WHAT TO PRODUCE: State how many lines in the records below contain the word "large", giving only that number.

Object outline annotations
-- BEGIN --

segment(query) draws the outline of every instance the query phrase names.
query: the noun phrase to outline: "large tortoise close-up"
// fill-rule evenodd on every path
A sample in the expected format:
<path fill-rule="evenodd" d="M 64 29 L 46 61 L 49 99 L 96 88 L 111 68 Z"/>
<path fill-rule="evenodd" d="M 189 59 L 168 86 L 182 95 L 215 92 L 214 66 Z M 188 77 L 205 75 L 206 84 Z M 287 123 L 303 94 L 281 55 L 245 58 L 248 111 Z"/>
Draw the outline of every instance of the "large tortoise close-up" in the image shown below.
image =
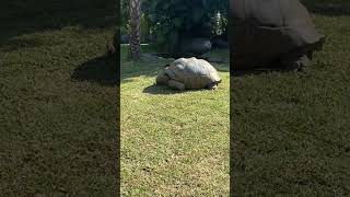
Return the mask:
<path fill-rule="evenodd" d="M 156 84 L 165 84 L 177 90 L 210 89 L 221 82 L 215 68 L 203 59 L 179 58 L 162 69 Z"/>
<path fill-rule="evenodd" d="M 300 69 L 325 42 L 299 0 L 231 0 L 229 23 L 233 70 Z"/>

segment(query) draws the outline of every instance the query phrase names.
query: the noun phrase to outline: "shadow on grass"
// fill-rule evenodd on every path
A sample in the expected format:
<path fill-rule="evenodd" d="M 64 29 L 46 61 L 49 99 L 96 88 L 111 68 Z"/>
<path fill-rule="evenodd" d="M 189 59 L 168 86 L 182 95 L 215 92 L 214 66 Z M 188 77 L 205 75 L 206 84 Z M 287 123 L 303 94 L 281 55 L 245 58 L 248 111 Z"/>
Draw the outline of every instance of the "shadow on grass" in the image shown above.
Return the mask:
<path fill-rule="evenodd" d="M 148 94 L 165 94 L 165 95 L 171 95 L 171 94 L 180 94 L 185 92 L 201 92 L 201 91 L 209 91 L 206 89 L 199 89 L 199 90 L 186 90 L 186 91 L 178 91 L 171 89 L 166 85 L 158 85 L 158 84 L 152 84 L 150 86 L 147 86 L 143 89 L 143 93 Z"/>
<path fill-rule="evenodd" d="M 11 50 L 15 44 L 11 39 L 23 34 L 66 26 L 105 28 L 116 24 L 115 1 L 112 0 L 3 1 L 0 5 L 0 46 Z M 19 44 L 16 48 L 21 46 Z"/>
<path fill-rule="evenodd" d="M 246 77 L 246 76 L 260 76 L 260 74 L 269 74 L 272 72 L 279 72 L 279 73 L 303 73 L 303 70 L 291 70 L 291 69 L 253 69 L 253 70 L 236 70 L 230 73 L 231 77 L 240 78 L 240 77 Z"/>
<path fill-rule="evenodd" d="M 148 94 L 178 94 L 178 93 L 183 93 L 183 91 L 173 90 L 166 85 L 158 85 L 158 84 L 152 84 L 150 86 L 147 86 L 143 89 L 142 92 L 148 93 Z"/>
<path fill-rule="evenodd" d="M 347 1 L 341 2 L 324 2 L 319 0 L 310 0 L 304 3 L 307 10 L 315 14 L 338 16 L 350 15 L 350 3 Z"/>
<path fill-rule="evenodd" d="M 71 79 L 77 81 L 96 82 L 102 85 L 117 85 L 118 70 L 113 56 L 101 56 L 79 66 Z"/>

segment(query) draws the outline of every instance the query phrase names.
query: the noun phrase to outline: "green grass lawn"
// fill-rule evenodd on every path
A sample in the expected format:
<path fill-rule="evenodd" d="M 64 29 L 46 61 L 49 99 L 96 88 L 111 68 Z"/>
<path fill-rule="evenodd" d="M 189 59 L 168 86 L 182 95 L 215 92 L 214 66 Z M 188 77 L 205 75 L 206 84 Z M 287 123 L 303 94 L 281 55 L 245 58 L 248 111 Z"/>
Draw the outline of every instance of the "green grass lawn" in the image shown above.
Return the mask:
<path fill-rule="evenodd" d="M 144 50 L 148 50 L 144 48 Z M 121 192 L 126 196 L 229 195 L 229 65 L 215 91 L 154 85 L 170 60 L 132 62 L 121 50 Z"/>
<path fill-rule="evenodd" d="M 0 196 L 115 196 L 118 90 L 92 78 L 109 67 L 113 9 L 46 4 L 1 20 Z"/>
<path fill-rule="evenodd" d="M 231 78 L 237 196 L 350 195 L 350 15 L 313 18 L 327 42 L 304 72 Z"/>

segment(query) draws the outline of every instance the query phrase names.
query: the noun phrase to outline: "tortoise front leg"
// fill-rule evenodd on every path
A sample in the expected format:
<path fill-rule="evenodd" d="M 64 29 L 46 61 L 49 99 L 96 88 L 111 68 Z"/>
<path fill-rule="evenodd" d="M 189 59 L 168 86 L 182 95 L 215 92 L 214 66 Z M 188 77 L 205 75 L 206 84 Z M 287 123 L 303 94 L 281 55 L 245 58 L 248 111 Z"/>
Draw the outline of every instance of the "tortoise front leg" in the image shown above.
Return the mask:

-- END --
-- BEGIN --

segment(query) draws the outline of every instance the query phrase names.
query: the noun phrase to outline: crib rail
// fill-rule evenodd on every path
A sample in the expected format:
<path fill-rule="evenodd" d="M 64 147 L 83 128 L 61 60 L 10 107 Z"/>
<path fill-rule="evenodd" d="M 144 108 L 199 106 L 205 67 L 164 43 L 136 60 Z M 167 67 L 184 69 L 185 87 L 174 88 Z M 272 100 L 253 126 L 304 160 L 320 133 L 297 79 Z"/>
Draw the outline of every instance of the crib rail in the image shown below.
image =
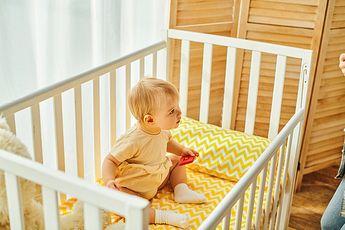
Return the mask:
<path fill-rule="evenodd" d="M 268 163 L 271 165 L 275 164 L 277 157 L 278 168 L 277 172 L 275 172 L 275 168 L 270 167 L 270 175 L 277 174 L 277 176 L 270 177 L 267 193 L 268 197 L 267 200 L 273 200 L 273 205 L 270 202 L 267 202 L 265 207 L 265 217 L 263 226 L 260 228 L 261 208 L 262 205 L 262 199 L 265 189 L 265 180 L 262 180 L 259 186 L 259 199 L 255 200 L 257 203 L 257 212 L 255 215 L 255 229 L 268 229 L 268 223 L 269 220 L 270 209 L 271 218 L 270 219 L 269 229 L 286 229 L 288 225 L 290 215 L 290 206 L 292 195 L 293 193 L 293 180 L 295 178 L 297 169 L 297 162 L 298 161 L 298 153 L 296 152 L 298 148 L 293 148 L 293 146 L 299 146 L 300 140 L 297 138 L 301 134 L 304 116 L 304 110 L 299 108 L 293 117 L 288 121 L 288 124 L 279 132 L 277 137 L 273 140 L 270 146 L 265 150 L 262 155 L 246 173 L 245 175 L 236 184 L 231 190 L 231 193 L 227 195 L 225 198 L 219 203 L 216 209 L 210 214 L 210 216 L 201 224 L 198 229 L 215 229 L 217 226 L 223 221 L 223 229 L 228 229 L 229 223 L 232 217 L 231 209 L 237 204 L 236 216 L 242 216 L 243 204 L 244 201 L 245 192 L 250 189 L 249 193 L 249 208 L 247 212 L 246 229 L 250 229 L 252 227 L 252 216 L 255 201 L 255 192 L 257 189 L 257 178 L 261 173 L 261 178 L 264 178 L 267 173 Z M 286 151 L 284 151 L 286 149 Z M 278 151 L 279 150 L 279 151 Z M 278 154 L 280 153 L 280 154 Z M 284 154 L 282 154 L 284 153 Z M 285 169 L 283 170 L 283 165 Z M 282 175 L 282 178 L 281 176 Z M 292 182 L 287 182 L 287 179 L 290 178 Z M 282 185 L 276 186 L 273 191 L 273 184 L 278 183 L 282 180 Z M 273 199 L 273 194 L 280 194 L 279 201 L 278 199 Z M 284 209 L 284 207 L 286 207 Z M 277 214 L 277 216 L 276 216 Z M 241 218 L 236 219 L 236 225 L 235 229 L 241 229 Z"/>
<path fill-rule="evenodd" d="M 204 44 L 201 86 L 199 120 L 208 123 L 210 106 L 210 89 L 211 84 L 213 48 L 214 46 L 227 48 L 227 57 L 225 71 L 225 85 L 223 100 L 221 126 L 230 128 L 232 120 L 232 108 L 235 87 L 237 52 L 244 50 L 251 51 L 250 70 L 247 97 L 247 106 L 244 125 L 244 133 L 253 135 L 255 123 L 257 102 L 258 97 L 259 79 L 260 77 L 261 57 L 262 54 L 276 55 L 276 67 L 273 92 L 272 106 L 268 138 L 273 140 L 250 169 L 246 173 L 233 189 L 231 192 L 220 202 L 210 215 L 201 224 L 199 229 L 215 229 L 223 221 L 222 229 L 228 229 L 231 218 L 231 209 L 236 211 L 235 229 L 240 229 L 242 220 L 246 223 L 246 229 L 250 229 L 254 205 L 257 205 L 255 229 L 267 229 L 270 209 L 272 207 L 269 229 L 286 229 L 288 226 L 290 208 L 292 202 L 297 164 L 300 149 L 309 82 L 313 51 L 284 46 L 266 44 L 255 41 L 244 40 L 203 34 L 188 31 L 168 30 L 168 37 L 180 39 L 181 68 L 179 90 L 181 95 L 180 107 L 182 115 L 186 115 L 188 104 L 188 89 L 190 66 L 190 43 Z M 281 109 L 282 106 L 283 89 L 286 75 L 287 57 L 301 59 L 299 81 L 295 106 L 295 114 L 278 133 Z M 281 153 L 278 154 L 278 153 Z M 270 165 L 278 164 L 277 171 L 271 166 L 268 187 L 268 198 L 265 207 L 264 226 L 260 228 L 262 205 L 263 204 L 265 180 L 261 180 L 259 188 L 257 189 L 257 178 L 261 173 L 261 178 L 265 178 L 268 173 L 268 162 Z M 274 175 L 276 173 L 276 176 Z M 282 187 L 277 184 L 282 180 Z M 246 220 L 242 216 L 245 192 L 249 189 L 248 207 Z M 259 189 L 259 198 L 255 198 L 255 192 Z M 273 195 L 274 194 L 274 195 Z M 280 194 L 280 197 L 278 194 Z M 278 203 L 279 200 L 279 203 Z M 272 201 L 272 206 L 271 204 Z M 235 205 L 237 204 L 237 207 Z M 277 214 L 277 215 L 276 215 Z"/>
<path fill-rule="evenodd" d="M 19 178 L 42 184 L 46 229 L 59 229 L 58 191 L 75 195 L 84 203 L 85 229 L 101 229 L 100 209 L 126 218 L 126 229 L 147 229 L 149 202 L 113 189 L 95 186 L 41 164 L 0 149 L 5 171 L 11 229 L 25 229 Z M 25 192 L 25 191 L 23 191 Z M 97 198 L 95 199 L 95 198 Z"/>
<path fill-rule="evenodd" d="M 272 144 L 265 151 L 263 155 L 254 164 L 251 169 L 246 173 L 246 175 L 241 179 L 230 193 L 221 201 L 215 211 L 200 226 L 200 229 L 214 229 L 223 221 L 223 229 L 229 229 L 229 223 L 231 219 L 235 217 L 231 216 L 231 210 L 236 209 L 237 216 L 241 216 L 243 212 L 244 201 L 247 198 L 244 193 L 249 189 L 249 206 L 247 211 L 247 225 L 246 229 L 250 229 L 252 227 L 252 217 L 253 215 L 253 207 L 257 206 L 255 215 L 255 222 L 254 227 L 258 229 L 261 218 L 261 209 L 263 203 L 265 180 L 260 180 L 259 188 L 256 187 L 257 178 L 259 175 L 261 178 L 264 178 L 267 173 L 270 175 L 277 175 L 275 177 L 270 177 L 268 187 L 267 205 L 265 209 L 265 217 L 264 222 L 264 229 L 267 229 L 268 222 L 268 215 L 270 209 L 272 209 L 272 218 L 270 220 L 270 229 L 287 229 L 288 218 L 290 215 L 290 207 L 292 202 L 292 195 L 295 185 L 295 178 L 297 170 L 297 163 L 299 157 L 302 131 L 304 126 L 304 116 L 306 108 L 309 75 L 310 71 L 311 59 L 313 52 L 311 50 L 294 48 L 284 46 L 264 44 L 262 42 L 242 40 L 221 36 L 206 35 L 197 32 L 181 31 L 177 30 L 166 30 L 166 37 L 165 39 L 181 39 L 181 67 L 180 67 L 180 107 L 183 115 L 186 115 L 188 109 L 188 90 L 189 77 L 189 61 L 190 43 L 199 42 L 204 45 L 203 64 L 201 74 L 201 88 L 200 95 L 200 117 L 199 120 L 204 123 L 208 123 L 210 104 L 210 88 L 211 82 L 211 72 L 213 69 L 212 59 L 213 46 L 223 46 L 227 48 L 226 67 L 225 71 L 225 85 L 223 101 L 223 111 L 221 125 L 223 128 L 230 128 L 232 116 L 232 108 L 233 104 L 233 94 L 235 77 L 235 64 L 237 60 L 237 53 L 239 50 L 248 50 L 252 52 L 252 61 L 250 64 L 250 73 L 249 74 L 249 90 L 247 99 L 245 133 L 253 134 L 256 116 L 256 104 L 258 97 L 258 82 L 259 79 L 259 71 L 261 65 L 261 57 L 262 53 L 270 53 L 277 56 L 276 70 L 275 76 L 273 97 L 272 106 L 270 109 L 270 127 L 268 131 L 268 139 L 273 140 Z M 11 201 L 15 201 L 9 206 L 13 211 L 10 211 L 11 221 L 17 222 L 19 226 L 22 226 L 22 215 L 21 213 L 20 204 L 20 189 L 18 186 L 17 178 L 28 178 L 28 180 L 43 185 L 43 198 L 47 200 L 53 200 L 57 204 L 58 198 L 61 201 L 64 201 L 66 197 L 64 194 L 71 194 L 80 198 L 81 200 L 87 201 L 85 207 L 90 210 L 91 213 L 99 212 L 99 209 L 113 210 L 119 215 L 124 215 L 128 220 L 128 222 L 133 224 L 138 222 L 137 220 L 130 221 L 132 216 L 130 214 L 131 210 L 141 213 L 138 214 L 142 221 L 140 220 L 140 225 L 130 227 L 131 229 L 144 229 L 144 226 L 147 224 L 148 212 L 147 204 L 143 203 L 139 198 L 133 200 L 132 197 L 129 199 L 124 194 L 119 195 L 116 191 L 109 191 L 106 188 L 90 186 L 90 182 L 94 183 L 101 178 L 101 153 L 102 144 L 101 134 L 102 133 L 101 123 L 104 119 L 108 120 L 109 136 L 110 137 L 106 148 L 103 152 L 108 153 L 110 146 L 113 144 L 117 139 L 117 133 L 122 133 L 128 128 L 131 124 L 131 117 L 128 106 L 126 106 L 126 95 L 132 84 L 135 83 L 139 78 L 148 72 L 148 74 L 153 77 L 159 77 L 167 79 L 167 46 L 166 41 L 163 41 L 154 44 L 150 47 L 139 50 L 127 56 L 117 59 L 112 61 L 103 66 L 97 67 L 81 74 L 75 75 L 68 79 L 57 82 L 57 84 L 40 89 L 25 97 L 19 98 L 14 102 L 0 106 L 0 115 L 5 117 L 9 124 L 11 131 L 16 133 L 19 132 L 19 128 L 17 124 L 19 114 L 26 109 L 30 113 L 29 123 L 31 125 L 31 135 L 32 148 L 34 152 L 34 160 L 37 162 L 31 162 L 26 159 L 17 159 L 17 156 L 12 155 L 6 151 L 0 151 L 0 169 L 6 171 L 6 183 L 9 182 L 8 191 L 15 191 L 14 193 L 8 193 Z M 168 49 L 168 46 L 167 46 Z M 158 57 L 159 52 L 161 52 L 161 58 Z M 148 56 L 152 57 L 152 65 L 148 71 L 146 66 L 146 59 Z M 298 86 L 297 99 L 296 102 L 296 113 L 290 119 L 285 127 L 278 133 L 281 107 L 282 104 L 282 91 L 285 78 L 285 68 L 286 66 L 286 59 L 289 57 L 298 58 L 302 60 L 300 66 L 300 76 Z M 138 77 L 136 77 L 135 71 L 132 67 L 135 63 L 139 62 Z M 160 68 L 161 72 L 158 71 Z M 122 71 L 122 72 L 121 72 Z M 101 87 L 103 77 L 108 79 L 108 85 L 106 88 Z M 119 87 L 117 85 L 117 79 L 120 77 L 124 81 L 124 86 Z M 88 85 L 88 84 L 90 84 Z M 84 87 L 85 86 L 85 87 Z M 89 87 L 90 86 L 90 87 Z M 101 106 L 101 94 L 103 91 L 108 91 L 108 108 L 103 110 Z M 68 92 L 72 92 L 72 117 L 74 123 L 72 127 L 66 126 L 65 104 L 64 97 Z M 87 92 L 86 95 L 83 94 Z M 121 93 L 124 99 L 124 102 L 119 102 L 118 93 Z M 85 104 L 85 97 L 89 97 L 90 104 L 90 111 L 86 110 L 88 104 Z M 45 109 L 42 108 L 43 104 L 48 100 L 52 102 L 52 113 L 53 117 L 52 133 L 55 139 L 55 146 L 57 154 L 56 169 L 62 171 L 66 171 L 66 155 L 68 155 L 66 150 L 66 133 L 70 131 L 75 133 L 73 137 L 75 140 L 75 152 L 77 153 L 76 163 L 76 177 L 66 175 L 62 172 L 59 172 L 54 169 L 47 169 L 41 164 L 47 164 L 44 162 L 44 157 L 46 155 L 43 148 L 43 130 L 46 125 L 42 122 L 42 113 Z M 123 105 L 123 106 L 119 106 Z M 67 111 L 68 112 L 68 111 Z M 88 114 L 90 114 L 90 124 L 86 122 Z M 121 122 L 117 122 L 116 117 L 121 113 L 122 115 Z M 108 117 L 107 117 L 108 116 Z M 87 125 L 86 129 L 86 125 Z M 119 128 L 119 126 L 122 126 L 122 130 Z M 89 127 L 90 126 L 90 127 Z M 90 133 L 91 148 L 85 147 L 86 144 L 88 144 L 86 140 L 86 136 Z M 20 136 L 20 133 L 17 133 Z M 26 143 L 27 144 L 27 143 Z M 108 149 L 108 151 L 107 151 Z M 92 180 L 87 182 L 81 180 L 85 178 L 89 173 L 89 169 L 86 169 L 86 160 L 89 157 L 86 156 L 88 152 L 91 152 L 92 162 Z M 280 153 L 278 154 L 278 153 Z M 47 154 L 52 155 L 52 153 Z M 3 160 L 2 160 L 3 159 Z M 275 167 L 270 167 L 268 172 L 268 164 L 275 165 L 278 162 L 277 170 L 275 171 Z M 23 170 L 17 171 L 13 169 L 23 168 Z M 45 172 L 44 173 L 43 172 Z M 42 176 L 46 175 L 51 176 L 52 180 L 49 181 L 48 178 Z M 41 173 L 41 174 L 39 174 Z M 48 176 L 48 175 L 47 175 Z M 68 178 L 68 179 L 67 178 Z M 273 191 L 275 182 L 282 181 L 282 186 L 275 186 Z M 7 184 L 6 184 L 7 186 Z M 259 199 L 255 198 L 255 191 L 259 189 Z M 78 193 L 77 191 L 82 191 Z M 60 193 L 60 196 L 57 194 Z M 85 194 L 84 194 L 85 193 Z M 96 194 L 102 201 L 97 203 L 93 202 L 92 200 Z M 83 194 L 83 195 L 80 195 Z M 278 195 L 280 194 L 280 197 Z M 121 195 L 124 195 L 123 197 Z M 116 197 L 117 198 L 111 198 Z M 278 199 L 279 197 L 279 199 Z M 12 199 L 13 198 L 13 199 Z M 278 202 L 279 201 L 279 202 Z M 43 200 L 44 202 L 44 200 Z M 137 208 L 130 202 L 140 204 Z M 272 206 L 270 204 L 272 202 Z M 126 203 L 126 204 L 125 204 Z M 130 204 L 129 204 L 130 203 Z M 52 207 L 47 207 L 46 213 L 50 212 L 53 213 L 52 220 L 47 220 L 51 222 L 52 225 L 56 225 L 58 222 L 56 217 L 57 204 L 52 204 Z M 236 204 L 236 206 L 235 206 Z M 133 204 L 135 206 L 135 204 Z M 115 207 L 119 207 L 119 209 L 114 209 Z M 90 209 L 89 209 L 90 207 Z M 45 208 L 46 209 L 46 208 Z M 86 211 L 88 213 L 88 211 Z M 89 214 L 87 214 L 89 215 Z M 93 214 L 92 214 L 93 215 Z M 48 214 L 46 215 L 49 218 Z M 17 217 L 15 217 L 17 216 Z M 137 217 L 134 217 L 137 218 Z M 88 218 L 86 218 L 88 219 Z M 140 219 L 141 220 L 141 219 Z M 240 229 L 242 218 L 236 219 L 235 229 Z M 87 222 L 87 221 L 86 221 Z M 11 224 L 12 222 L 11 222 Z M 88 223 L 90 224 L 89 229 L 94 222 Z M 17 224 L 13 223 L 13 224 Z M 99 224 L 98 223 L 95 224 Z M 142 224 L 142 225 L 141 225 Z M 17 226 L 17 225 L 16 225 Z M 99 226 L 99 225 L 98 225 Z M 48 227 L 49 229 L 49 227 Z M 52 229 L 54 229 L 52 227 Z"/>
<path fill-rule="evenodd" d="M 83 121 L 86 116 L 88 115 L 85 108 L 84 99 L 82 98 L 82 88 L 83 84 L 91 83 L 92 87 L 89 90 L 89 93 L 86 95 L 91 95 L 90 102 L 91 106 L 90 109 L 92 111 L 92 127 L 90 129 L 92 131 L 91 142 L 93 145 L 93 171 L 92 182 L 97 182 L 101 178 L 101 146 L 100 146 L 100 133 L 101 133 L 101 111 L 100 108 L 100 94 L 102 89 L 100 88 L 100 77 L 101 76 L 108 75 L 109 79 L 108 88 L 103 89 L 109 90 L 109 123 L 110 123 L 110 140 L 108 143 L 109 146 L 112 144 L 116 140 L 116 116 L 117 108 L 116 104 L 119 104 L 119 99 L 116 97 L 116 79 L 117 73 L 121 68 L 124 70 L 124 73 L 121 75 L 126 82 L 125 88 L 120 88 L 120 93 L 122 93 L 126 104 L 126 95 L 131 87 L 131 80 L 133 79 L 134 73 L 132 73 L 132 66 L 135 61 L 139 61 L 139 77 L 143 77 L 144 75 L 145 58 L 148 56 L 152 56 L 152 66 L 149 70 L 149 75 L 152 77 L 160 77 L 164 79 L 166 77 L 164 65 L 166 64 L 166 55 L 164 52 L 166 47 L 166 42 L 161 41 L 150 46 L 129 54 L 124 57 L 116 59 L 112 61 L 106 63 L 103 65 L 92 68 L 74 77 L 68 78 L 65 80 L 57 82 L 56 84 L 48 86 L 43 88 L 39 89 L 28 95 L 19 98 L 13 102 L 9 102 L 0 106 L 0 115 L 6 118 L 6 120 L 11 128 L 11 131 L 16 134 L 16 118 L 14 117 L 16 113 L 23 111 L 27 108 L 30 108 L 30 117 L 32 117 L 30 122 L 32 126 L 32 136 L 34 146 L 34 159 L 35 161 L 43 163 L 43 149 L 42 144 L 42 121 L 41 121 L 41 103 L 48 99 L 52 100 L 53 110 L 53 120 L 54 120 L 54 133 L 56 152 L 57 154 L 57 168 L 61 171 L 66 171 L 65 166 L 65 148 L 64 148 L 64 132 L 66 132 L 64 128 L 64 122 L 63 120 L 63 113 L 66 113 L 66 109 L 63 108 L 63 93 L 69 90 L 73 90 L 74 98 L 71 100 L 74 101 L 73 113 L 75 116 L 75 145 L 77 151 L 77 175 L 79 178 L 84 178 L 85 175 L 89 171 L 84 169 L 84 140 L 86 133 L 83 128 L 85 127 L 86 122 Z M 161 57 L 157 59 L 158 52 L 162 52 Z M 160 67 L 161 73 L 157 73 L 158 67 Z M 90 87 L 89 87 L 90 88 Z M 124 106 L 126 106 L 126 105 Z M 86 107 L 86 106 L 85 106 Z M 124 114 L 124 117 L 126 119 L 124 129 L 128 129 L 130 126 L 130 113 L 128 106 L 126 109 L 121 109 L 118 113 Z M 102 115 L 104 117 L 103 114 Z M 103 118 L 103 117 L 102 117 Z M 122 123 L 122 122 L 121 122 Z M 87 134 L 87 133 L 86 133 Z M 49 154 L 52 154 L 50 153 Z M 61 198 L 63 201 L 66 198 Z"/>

-- END --
-- BEGIN --

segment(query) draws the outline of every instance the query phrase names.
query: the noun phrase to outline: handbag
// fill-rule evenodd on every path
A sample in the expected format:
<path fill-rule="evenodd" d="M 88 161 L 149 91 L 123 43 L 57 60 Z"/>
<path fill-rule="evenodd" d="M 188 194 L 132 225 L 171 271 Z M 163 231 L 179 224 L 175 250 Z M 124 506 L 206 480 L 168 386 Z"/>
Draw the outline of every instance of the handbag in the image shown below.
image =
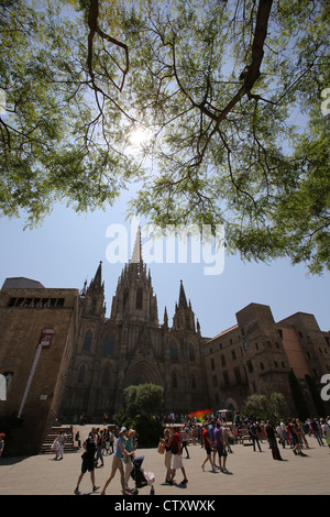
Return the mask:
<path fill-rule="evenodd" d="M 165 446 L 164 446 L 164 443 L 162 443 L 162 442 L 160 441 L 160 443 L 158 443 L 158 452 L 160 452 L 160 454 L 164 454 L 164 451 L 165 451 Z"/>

-- END --

EXERCISE SOLUTION: 2